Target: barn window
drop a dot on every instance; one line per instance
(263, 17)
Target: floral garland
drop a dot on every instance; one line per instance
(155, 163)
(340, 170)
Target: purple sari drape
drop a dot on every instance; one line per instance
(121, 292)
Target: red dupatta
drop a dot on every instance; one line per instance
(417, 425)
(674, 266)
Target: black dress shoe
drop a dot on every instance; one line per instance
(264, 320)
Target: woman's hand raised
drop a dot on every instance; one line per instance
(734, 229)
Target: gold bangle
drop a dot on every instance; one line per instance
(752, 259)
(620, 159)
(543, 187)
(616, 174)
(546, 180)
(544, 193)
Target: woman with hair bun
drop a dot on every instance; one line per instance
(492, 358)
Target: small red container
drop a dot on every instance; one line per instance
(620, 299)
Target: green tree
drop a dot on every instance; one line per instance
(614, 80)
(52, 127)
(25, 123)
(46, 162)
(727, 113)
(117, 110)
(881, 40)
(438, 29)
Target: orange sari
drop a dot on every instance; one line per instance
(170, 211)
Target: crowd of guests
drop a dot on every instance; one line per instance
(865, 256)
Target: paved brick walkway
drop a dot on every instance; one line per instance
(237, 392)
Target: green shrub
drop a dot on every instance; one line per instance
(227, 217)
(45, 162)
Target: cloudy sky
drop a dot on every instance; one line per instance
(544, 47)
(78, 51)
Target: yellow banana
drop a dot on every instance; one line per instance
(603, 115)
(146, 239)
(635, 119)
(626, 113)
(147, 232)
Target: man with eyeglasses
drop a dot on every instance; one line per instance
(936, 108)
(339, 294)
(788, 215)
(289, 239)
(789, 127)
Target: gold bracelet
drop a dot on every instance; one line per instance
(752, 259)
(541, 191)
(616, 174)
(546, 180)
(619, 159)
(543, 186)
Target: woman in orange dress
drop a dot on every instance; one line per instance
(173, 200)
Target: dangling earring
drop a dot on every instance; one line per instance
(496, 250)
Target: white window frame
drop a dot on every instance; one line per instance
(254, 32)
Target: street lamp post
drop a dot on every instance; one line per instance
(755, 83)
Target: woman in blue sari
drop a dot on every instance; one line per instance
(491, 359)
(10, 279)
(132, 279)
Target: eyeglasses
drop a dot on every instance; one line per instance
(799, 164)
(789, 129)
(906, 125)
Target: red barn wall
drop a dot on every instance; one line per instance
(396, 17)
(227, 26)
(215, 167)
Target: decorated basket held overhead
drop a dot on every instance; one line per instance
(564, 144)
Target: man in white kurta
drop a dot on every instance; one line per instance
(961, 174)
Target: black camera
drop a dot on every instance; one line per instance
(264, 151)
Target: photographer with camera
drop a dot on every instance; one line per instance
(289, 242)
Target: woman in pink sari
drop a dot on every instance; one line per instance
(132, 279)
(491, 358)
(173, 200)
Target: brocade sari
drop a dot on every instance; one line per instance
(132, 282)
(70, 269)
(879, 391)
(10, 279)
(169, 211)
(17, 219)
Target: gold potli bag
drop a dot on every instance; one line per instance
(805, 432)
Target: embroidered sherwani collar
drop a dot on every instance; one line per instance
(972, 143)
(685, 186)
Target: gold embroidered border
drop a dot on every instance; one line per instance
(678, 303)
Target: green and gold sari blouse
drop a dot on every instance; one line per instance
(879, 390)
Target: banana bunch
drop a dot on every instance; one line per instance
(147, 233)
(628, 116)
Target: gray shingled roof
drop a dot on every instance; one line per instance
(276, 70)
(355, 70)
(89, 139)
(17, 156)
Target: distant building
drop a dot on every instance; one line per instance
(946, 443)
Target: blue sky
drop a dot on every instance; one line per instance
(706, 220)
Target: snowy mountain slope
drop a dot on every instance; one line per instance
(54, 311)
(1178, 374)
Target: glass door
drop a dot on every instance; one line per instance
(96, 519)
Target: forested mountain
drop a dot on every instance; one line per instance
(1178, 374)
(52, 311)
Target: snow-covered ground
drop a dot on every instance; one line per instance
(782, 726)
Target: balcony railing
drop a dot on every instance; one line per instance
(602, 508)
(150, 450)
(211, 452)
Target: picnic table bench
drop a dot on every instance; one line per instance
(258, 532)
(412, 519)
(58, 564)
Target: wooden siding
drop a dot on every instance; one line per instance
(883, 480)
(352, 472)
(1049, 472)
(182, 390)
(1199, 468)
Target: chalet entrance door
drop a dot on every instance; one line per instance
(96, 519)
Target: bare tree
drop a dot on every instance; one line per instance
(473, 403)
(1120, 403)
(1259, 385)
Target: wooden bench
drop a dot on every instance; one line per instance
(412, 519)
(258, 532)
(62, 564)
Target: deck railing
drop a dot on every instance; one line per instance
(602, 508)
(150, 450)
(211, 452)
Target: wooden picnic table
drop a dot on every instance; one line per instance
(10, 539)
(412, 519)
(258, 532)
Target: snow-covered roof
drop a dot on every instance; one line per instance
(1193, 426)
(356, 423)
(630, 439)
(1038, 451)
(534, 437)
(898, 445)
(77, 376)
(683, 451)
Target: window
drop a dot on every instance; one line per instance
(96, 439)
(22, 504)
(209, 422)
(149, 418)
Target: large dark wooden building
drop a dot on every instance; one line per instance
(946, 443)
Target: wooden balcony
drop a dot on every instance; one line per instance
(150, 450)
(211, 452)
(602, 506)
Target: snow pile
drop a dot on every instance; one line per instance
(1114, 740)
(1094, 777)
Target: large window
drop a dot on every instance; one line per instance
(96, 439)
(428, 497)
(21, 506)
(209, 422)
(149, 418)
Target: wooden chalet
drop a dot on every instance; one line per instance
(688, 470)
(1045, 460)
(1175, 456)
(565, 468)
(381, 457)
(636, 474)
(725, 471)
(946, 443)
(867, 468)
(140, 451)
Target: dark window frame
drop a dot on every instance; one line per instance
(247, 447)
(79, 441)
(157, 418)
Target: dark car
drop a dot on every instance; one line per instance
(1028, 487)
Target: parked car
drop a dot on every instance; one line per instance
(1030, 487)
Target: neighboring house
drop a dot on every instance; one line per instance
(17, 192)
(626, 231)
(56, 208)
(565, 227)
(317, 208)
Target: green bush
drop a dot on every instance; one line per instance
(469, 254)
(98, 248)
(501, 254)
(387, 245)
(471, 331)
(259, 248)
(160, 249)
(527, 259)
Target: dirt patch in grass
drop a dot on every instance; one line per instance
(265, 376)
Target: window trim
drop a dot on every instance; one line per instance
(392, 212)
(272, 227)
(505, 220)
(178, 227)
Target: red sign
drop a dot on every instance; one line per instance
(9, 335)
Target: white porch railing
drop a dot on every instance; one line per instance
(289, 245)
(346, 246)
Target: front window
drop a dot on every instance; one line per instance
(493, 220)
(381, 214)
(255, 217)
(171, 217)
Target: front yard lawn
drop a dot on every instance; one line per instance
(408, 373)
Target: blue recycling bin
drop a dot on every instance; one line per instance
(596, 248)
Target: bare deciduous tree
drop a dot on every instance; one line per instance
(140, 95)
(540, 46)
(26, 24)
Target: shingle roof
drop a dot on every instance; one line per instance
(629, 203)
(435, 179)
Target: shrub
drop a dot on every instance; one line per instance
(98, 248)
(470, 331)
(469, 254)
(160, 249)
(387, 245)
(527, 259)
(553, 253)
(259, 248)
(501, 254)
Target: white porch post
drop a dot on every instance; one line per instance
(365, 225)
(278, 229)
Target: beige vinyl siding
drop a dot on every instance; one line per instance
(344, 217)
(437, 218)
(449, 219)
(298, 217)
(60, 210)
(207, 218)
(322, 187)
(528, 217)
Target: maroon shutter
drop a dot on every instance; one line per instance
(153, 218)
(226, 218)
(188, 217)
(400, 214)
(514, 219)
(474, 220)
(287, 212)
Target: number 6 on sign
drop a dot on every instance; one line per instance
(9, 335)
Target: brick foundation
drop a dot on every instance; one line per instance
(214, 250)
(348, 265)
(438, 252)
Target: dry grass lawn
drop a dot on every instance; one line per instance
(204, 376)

—————

Put the entries above into a two-column CSV with the header row entry_text,coordinates. Begin at the line that has "Target: embroidered sherwani collar" and stop after the line that has "(1199, 468)". Give each entry one row, with its text and its answer each in a single quoted field and line breaks replaced by spaces.

WRITTEN ANSWER:
entry_text,coordinates
"Target: embroidered sherwani collar drop a dot on every instance; one line per instance","(972, 143) (685, 186)"
"Target: gold embroidered border drop a dot on every instance; one line per instance","(678, 303)"
"Target: green and gold sari blouse drop a dot on every instance; one line per instance","(879, 390)"
"Target: banana bunch drop a dot on every instance; one line per instance","(147, 233) (628, 116)"
"Target: gray shingled roof drop a dot on every instance; one line per instance","(276, 70) (355, 70) (89, 139) (17, 156)"
"Target: distant building drop a dot on every instance; one line per instance","(946, 443)"
"Target: blue sky drop a dot on every instance; one line per instance","(706, 220)"
"Target: snowy mountain slope drop a dot on every instance; one line per instance","(54, 311) (1178, 374)"
"Target: glass door drop a dot on every instance; one line per instance","(96, 519)"
"Target: forested mountain drop a dot on every instance; one line per instance","(1178, 374) (52, 311)"
"Target: snow-covered ground drop a dot on every instance; one line per instance","(782, 726)"
"Target: balcony railing drop a dot on every instance; one line per instance","(602, 508) (150, 450) (211, 452)"
"Target: picnic table bench drop a dot on every instance; one line per instance","(258, 532) (412, 519) (58, 564)"
"Target: wooden siding drop a dot on every instance; one line per instance","(883, 480) (352, 472) (1049, 472) (182, 390) (1199, 468)"